• [PROVIDED MATERIAL]

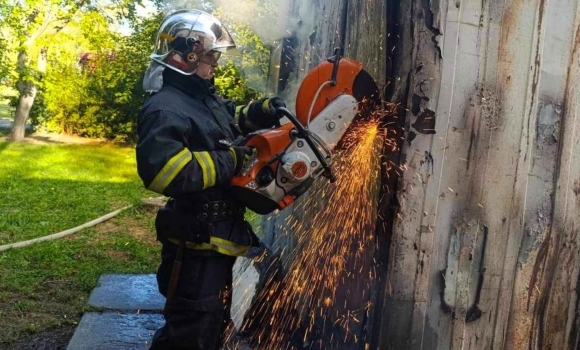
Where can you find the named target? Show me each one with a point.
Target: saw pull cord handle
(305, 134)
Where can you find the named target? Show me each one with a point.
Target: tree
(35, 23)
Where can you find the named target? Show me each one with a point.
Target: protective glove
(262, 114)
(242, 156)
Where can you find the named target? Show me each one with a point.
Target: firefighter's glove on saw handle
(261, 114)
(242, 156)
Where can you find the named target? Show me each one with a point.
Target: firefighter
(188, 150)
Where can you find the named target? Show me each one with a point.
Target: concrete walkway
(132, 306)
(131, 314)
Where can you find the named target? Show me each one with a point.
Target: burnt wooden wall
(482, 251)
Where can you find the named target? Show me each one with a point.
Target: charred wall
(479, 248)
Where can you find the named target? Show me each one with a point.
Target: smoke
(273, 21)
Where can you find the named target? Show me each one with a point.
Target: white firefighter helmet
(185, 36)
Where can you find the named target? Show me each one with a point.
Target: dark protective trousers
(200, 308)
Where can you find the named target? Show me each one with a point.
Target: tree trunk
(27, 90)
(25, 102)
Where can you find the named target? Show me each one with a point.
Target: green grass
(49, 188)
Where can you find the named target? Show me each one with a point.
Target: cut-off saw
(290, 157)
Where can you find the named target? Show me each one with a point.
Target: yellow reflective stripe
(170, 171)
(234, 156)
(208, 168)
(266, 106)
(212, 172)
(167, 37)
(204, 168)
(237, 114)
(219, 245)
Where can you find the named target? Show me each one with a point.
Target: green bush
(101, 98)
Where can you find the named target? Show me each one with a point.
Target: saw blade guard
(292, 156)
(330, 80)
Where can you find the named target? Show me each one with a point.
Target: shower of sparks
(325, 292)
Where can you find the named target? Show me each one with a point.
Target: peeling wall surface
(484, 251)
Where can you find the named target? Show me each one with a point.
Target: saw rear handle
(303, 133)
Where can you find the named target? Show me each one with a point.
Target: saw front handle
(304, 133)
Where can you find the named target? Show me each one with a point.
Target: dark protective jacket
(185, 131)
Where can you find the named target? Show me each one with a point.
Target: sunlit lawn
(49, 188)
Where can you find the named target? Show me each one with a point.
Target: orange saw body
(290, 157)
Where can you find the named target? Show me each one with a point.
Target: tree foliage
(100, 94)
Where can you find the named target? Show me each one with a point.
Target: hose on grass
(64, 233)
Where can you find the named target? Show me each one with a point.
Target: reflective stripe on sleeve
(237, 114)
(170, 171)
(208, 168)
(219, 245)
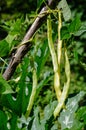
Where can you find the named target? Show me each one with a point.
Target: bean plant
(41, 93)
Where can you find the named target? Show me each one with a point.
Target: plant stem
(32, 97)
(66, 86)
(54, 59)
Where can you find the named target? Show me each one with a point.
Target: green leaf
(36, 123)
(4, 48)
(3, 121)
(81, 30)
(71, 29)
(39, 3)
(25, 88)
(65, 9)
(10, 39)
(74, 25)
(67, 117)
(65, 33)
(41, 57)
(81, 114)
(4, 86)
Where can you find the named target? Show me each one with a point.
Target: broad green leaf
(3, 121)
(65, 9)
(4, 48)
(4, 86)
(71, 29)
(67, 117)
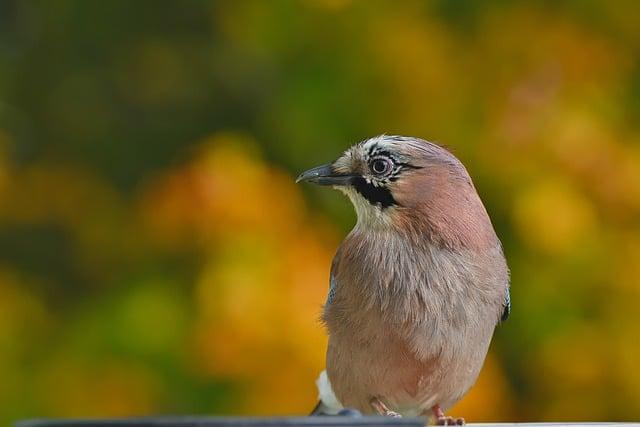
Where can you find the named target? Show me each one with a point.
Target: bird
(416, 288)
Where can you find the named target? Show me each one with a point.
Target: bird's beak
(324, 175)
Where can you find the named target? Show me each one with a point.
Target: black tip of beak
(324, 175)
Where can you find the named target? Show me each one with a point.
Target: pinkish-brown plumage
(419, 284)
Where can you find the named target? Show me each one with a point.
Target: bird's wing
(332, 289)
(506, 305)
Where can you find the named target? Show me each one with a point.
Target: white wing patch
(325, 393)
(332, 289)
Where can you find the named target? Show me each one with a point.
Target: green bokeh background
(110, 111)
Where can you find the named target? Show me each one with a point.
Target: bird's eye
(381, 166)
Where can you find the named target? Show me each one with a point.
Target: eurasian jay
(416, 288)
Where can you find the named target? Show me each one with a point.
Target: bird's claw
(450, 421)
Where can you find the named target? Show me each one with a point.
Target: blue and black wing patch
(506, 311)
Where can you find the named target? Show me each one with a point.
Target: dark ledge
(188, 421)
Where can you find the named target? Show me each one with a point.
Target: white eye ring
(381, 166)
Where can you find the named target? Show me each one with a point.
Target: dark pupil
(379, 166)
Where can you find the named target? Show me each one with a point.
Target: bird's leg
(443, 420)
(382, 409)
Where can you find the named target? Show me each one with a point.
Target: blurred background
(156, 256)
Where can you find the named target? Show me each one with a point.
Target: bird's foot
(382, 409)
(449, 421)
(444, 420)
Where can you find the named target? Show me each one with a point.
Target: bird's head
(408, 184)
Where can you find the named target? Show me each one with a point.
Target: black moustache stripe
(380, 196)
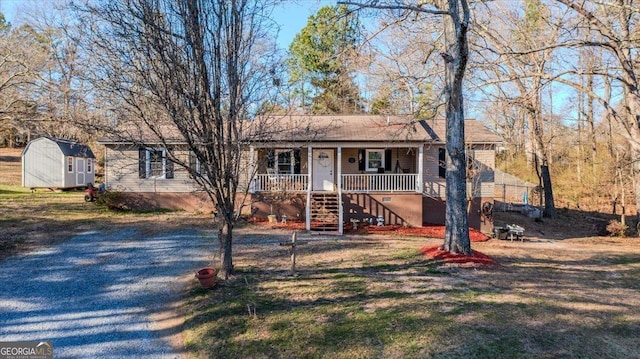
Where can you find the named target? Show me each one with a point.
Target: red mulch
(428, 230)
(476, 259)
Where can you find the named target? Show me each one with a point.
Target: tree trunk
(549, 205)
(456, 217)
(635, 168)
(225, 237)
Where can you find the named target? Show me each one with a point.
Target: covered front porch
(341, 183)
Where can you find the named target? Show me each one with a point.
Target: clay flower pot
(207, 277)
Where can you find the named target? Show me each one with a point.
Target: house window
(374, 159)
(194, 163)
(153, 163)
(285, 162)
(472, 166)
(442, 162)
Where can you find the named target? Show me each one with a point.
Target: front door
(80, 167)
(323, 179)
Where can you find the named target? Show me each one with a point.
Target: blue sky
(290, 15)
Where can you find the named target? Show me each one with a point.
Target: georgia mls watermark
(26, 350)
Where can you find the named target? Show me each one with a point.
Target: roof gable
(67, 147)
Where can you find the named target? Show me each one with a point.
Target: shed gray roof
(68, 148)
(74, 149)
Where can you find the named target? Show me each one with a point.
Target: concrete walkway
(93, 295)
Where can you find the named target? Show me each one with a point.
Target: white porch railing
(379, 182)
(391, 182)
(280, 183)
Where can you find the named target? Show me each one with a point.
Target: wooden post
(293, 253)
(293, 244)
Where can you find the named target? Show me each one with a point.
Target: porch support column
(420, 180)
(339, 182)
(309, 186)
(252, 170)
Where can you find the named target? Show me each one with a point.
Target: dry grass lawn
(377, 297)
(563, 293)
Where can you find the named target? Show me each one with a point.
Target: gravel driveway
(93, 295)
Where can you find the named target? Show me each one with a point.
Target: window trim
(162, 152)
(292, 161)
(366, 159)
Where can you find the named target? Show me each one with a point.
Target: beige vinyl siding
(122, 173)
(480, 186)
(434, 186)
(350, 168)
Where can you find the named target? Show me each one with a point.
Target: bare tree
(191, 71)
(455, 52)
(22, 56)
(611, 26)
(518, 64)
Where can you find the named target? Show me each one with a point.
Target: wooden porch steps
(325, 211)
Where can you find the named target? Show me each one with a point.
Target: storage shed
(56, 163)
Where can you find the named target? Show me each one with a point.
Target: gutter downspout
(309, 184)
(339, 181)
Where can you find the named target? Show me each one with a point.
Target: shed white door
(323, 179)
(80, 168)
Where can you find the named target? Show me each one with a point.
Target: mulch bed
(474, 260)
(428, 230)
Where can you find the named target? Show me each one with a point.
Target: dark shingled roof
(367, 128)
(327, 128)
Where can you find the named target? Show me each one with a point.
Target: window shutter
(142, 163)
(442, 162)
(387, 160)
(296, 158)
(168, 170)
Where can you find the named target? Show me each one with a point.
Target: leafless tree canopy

• [WRITTEN PROBLEM]
Keep every word of the data as it is when you write it out, but drop the pictures.

• [RESULT OF THIS EXERCISE]
Where can you find the named target? Show me each one with a point.
Target: saw pull cord handle
(305, 134)
Where can you find the named target? Show me each one with a point.
Target: tree
(35, 23)
Where can you find the named target? Show me each one with a point.
Target: protective glove
(262, 114)
(242, 156)
Where can you find the named target? Show me each one with a point.
Target: firefighter's glove on saw handle
(261, 114)
(242, 156)
Where can you find the named target? Show me each one with a point.
Target: firefighter
(188, 150)
Where can you find the named target? Show me each one with a point.
Target: concrete walkway
(132, 306)
(131, 314)
Where can you find the named target? Show me each one with a point.
Target: burnt wooden wall
(482, 251)
Where can you find the named target? Show me each one with a point.
Target: charred wall
(479, 248)
Where can you find the named target? Show me each one with a point.
Target: smoke
(273, 21)
Where can you find the named target? Show me each one with a point.
Target: white firefighter helmet
(185, 36)
Where can you find the named target? Show me each one with a point.
Target: dark protective trousers
(200, 308)
Where can you find the named target? Show me each one with a point.
Target: tree trunk
(27, 90)
(25, 102)
Where can you find the named target? Show me each one with a point.
Target: green grass
(49, 188)
Where can you find the named target? Show me each one with a point.
Target: cut-off saw
(290, 157)
Where can you find the named target? Show me each one with a point.
Target: yellow reflective stripe
(170, 171)
(234, 156)
(208, 168)
(266, 106)
(212, 172)
(167, 37)
(204, 168)
(237, 114)
(219, 245)
Where can you find the named target? Show me each one with a point.
Target: green bush
(101, 98)
Where can you find the named target? Show me each one with a point.
Target: saw blade guard
(292, 156)
(330, 80)
Where can you find the named target? Show me each one with a point.
Target: shower of sparks
(325, 292)
Where can you find the named target? Show me each one with a point.
Target: peeling wall surface
(484, 251)
Where can you find the named target? Show me each one with a point.
Target: saw rear handle
(303, 133)
Where can you find the named target? Show me each one with a point.
Target: saw front handle
(304, 133)
Where can you find the named target? Show me each one with a point.
Target: dark protective jacket
(185, 131)
Where can you find the named target? Show me each one with a point.
Target: sunlit lawn
(49, 188)
Where can you find the named target? Show me each one with a point.
Target: orange saw body
(290, 157)
Where can you find the named target? Show me each one with a point.
Target: tree foliage
(100, 94)
Where can you find the named target? Show me each one with a point.
Target: hose on grass
(64, 233)
Where can you find the named target? Show me each one with a point.
Target: reflective stripe on sleeve
(237, 114)
(170, 171)
(208, 168)
(219, 245)
Where can you find the named target? Show me each one with a point.
Target: bean plant
(41, 93)
Where can you find the named target? Show me each one with a point.
Target: plant stem
(32, 97)
(66, 86)
(54, 59)
Where can you find the named target? Show me each one with a point.
Target: green leaf
(36, 123)
(4, 48)
(3, 121)
(81, 30)
(71, 29)
(39, 3)
(25, 88)
(65, 9)
(10, 39)
(74, 25)
(67, 117)
(65, 33)
(41, 57)
(81, 114)
(4, 86)
Where can you find the named target? Show me each one with a point.
Target: broad green leaf
(3, 121)
(65, 9)
(4, 48)
(4, 86)
(71, 29)
(67, 117)
Where can you find the named target? Show me each one with a point.
Target: bird
(416, 288)
Where can you find the named target? Show me each one with a point.
Target: bird's beak
(324, 175)
Where can you find the named target? Show me each one with a point.
Target: black tip of beak
(324, 175)
Where can you find the named target? Show me each one with a point.
Target: pinkish-brown plumage
(419, 284)
Where can you find the named target? Show me each one with a point.
Target: bird's wing
(332, 289)
(506, 305)
Where can you find the named target? Show me each one with a point.
Target: white wing patch
(325, 393)
(332, 289)
Where can you find the named target? Show me each one with a point.
Target: green bokeh background
(110, 111)
Where can you find the named target? Show me each one with a point.
Target: bird's eye
(381, 166)
Where can you find the named target? Show me each one with a point.
Target: eurasian jay
(416, 288)
Where can you find the named target? Show me each one with a point.
Target: bird's claw
(450, 421)
Where can you find the named target? Show me each one with a point.
Target: blue and black wing patch
(506, 311)
Where can you find the named target? Show me each one with a point.
Target: dark ledge
(188, 421)
Where can you find the named target? Show me each one with a point.
Target: white eye ring
(381, 166)
Where can you find the named target? Show me each one with a point.
Target: dark pupil
(379, 166)
Where can you find the named target? Show me each one with a point.
Target: bird's leg
(443, 420)
(382, 409)
Where can you find the named target? Show me each one with a point.
Target: blurred background
(156, 256)
Where can you find the named target? Show me each one with a point.
Target: bird's foot
(382, 409)
(449, 421)
(444, 420)
Where can you find the named target? Show me each one with a point.
Target: bird's head
(408, 184)
Where can you find the named target? Show me each one with a point.
Target: black moustache stripe
(380, 196)
Where can you find the named target? Show me each one with a point.
Target: red mulch
(428, 230)
(476, 259)
Where can you find the named target? Show me each one with a point.
Target: tree trunk
(549, 205)
(456, 217)
(635, 168)
(225, 237)
Where can you find the named target? Show me each one with a point.
Target: covered front porch
(341, 183)
Where can you find the named target? Show me each one with a point.
Target: clay flower pot
(207, 277)
Where can you find the named target? Show me each one with a point.
Target: house window
(374, 159)
(194, 163)
(153, 163)
(285, 162)
(472, 166)
(442, 162)
Where can you find the named target? Show me each one with a point.
Target: front door
(80, 167)
(323, 179)
Where can you find the named target? Show me each one with a point.
Target: blue sky
(290, 15)
Where can you find the named target? Show me each one with a point.
Target: georgia mls watermark
(26, 350)
Where can you find the named target? Show me each one with a point.
Target: roof gable
(67, 147)
Where can you find the named target? Show me each one with a point.
Target: shed gray roof
(68, 148)
(74, 149)
Where can you find the named target? Show me each one with a point.
Target: concrete walkway
(93, 295)
Where can you find the named target? Show me each one with a point.
Target: white porch railing
(379, 182)
(391, 182)
(280, 183)
Where can you find the named target? Show me each one with a point.
Target: wooden post
(293, 253)
(293, 244)
Where can you find the named target? Show me each one with a point.
Target: porch support column
(420, 180)
(339, 182)
(309, 186)
(252, 170)
Where can you find the named target? Show me each one with a point.
Target: dry grass lawn
(377, 297)
(563, 293)
Where can you find the named target? Show me each one with a point.
Target: gravel driveway
(93, 295)
Where can you find the named target? Show me each one with a point.
Target: window trim
(162, 152)
(292, 161)
(366, 159)
Where can you find the named target? Show me each one with a point.
Target: beige vinyl siding
(122, 173)
(480, 186)
(434, 186)
(350, 168)
Where can you find the named target? Show me each one with a point.
Target: bare tree
(191, 71)
(455, 52)
(22, 56)
(611, 26)
(518, 64)
Where can you find the named target? Show me each one with a point.
Target: wooden porch steps
(325, 211)
Where can you find the named target? Show me each one with a point.
Target: storage shed
(56, 163)
Where can you find the named target? Show me each one with a point.
Target: gutter downspout
(309, 184)
(339, 181)
Where can you find the named target? Show me each one with a point.
Target: shed white door
(323, 179)
(80, 168)
Where can you find the named target? Show me each one with a point.
Target: mulch bed
(474, 260)
(428, 230)
Where can you find the named target? Show me each one with a point.
Target: dark shingled roof
(367, 128)
(327, 128)
Where can you find the named target? Show me each one with a point.
Target: window shutter
(142, 163)
(442, 162)
(387, 160)
(296, 158)
(168, 170)
Where can you find the named target? Show me each one with a point.
Target: leafless tree canopy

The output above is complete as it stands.